## What to produce
In the listing below, locate the line containing "grass in this photo as pixel coordinates."; reproduce that line and all lines that follow it, unchanged.

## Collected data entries
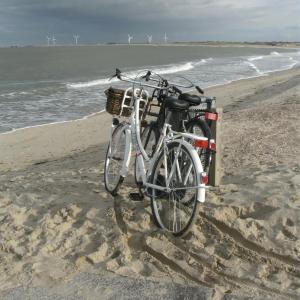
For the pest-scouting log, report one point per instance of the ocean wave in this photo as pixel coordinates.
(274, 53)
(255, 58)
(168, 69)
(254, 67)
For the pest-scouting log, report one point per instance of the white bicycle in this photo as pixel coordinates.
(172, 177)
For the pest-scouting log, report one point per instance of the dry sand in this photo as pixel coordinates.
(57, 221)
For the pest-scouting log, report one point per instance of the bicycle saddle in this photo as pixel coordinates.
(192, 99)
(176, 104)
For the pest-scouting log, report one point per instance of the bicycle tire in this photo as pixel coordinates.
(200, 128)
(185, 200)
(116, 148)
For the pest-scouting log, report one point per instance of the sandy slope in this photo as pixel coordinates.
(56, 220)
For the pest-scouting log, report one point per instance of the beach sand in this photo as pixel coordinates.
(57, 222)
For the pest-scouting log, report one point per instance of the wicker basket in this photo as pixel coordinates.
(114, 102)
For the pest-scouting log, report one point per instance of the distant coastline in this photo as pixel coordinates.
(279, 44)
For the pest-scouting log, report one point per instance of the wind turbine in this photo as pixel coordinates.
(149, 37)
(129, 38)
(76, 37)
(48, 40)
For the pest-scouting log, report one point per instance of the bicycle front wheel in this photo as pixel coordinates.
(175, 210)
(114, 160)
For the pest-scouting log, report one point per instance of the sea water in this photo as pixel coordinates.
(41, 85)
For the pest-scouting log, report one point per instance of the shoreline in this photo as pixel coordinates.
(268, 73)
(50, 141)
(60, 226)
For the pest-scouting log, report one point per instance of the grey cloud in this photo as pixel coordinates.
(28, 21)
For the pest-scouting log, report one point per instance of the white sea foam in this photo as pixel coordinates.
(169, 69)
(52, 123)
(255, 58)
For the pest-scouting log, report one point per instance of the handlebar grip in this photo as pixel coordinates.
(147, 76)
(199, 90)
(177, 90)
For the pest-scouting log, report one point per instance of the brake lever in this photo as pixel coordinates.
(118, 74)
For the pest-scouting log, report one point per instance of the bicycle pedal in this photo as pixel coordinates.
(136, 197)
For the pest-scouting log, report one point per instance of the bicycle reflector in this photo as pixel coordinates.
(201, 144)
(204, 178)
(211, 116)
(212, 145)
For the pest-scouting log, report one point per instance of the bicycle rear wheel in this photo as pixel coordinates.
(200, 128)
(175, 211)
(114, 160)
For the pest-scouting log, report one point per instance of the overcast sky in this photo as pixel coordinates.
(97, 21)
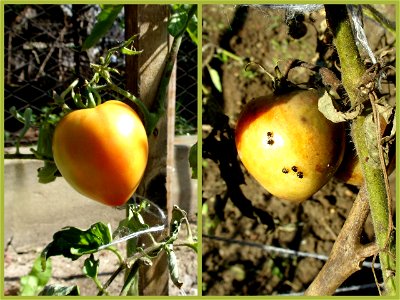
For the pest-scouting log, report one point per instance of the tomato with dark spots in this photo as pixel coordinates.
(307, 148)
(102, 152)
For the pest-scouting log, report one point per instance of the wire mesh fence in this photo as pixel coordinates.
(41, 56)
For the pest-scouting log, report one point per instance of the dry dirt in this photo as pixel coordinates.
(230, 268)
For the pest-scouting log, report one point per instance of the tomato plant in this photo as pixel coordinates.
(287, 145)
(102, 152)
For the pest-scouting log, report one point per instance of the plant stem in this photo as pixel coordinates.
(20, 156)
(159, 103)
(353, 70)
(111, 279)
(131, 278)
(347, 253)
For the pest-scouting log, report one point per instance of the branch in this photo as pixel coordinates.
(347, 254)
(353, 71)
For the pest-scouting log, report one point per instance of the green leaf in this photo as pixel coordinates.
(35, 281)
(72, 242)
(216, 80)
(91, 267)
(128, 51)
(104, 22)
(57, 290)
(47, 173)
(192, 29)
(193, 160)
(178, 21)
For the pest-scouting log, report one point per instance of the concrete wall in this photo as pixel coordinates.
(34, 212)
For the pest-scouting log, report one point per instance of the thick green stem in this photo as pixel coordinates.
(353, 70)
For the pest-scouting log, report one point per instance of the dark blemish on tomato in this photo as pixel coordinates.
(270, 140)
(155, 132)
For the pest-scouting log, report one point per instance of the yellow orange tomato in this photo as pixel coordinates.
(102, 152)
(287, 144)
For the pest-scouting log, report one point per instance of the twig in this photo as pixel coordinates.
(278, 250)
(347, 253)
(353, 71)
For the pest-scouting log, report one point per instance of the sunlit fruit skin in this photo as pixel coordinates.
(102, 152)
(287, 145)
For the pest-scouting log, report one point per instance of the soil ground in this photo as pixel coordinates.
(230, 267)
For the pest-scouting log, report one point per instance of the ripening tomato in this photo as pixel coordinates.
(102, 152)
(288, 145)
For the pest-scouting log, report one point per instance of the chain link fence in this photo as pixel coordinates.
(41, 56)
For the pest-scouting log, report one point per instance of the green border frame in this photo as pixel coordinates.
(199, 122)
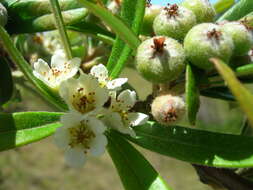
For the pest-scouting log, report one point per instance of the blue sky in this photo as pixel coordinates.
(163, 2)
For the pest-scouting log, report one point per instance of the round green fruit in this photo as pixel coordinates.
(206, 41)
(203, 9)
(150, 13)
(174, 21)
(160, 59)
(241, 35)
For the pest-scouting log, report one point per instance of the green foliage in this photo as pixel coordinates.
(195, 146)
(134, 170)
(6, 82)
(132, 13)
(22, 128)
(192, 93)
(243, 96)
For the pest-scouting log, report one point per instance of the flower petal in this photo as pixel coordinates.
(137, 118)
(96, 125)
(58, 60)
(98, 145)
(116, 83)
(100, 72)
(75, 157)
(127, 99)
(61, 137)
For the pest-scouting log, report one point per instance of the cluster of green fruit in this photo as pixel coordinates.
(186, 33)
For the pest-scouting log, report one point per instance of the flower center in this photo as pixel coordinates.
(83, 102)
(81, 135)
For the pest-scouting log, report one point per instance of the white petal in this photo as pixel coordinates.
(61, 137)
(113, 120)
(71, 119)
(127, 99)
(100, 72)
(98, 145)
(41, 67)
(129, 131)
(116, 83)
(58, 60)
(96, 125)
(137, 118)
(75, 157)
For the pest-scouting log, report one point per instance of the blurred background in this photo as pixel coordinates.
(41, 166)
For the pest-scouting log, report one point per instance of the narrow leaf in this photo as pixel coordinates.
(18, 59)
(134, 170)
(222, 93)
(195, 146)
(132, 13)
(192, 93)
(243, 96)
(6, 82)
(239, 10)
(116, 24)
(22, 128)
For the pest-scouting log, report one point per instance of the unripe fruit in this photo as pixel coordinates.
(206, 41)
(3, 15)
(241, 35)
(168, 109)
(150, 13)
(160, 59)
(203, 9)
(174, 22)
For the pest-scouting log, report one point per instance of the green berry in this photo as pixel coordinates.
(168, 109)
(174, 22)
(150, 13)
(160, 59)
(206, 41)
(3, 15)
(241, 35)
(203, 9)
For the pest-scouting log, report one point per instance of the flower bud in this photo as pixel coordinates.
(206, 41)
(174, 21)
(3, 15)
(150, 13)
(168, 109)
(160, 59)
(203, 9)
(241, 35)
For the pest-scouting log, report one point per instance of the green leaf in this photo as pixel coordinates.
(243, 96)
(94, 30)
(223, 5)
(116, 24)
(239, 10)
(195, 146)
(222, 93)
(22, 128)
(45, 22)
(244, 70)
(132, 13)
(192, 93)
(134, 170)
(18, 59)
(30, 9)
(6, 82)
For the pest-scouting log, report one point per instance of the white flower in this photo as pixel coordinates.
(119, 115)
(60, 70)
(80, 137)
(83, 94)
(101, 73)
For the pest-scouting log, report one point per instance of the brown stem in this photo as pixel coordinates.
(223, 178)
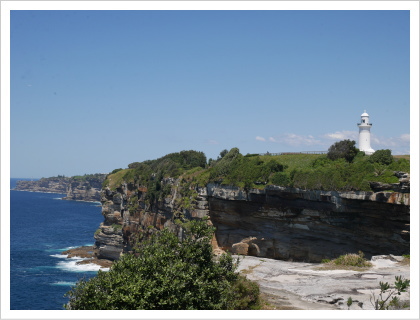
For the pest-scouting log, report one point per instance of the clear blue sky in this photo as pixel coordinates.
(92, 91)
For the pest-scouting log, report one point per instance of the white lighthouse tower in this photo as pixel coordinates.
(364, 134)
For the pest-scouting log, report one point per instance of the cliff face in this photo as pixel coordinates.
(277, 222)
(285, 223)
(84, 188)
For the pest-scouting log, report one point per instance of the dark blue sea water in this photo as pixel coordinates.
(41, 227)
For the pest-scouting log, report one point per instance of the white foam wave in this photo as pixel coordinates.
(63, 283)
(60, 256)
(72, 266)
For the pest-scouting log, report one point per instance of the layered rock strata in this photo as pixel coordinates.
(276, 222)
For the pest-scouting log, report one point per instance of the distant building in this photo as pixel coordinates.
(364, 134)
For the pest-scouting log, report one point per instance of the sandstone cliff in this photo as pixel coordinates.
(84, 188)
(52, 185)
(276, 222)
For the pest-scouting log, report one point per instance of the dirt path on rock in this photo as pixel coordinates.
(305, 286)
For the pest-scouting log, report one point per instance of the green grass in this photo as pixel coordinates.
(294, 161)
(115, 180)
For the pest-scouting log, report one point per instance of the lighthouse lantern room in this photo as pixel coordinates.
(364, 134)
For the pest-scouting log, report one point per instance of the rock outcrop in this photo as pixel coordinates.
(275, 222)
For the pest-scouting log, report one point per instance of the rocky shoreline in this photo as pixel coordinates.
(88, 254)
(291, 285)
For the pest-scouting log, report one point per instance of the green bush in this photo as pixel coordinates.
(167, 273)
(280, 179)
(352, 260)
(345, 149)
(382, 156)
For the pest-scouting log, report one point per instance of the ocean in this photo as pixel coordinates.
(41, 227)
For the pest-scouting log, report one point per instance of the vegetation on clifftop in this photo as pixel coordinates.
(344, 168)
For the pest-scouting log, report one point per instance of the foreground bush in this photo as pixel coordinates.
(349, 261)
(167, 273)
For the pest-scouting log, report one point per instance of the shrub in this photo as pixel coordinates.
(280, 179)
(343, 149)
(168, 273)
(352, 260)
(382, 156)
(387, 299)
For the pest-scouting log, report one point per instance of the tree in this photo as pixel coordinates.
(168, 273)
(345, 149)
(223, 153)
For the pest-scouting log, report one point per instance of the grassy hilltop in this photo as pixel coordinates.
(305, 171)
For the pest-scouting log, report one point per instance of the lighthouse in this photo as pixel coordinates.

## Solution to this problem
For the pest-scouting log, report one point per instance of the green grass in this photo as pixel coordinates.
(294, 161)
(115, 180)
For the pest-scouting log, report one point per instance of the lighthouse lantern room in this photo as pixel coordinates.
(364, 134)
For the pest-scouting log, report one point per instance of the rock outcrop in this photo as pixel coordinates.
(275, 222)
For the pest-scouting log, report one point per instance of the rocky shoreline in this photo as pixel coordinates.
(88, 254)
(291, 285)
For the pest-scouting log, report one point per instance of the green bush in this photo as pixel coordinates.
(167, 273)
(280, 179)
(352, 260)
(345, 149)
(382, 156)
For the pest-scouting log, report one point per instance of the ocean in this photo as pixel coordinates.
(41, 227)
For the pest-scouting log, report one point per instance of the vegetation on clifftop in this photo as pixel coordinates.
(344, 168)
For the pest-scouting log, report one point per instance of the foreground bush in this photo as pixel coordinates.
(349, 261)
(167, 273)
For the pest-scouting log, report one point per instance of the shrub in this photo as pixel coordinates.
(280, 179)
(343, 149)
(168, 273)
(352, 260)
(382, 156)
(387, 299)
For the pest-scouting log, report one point per instance of the tree in this photo as pixel coordinates.
(168, 273)
(345, 149)
(223, 153)
For the pest-scouting log, report one point per instance of the grassy hilltop in this photo as pixel coordinates.
(305, 171)
For the pest-scouting log, report one point per instance of the lighthouse in this photo as pixel coordinates.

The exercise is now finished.